>> Begin Input for this task

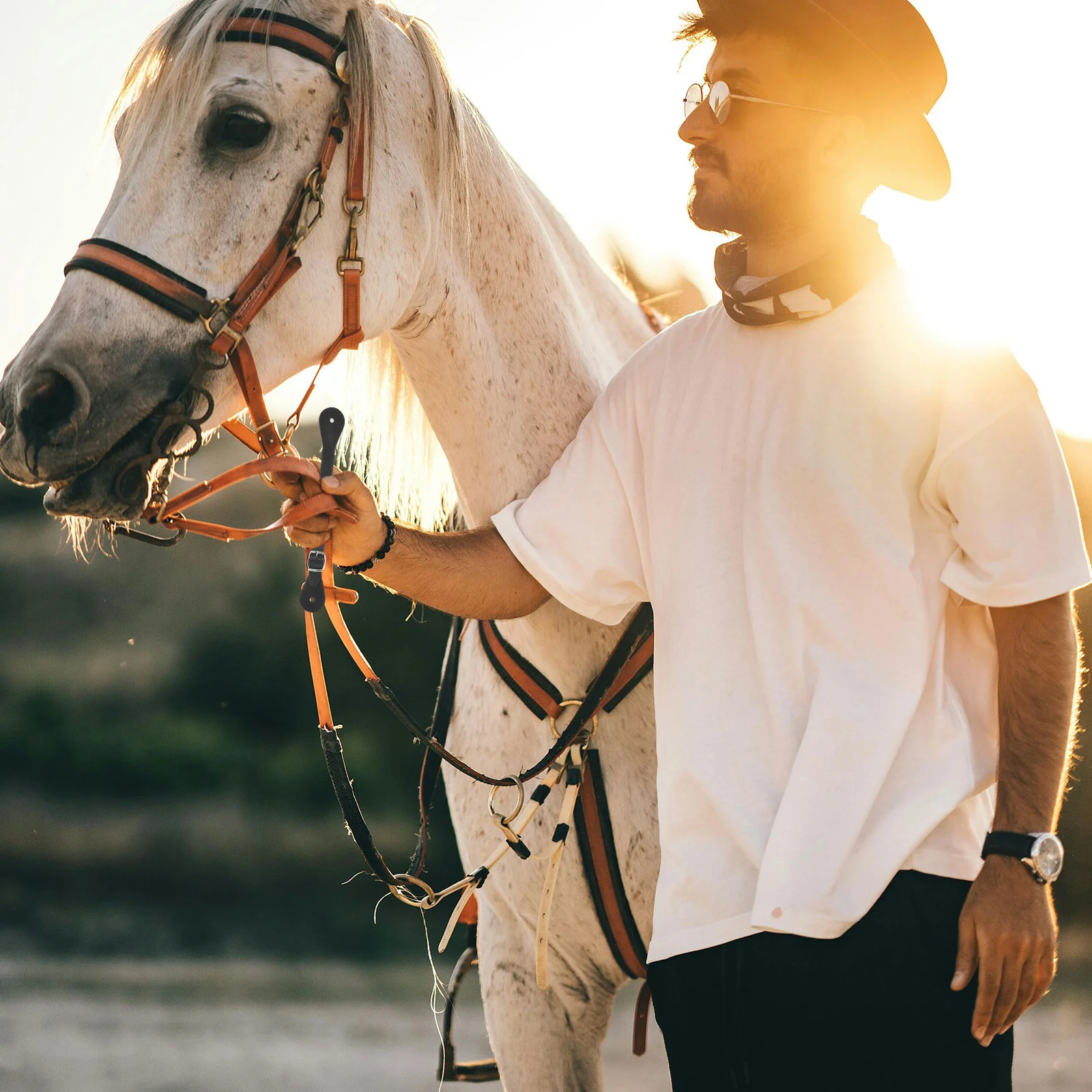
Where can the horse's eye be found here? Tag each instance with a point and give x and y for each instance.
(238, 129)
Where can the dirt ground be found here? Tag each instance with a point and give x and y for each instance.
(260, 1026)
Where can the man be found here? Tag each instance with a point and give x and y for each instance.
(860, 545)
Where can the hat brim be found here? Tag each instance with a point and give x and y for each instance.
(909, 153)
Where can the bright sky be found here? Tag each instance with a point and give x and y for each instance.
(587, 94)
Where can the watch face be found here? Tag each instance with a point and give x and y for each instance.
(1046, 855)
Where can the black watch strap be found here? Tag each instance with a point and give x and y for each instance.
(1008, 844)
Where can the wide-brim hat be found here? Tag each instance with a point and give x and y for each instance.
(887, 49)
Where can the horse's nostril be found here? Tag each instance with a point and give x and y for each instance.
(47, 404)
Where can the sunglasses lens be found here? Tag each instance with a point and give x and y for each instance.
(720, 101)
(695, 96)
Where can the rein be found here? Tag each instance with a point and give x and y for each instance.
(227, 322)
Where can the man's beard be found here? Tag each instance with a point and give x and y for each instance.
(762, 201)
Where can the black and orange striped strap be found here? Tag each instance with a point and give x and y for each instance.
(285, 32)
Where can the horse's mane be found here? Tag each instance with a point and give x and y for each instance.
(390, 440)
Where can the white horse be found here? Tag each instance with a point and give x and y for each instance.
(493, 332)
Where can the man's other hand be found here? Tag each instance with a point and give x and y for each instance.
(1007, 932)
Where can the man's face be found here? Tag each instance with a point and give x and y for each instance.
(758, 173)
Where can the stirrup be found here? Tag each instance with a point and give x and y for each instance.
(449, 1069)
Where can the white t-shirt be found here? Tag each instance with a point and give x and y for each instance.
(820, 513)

>> End Input for this task

The task: Rewrite the whole listing above, changing "Tag each instance with a point" to "Mark every instance with a point" everywhere it appears and keeping everything else the same. Omit the pictures.

Task answer:
Where can the horse's eye be found here? Mark every instance with a point and give x and y for each instance.
(238, 129)
Where can the dirt ground be found here? Mark every instance with a point and give x and y for each instance.
(260, 1026)
Where can the man be found here? Mark every instance with a point and give x and y for each instance.
(860, 545)
Where can the hat brim be found here? Mark every instance with a point and give x and y for each instance.
(909, 153)
Where can the bright sky be found here? Mark every instance with a point and give x and y for each instance.
(587, 94)
Where can the watch face be found here? Mark every instance with a point and give x and y for each instance.
(1046, 855)
Where can the black watch strap be found here? Mark every instance with a point and give x and y for each instance.
(1008, 844)
Where can the wide-brim hat be found here? Mark every instance with a point and give x and y for each instance.
(887, 49)
Where can the horse's nostril be found here? Mark every instance with a point and give x and y for each instance.
(47, 404)
Where can the sunglasses lens be found here? Mark every instance with a point and give x and y for each instance.
(720, 101)
(695, 96)
Where can the rein be found here? Mark every instance with a point and give x and y for each instance.
(227, 322)
Where can the man's beard be found here? Mark every instance with a point and give x and y for each instance.
(762, 201)
Where can the black and orange striped strap be found here? Mark every instance with a point and give x and y for each instance.
(285, 32)
Where can the horse's mane be found here? Mark every instance with a point and give x and y for each instance.
(390, 440)
Where can the white horse be found here? Mark every instance with a point and give x and y for each instance.
(493, 332)
Where can the man's other hand be found here? Mark every instance with a point and give x and y for each instance.
(1007, 932)
Where can the man's face be found here? Mark every instance with a point and give x and y for each instance.
(758, 173)
Where can the stirrup be found here? Mark every instance with a point and give x and y for each instance.
(449, 1069)
Where can the white t-shirt be found here? Mark every instance with a point and give x and y for each instance.
(820, 513)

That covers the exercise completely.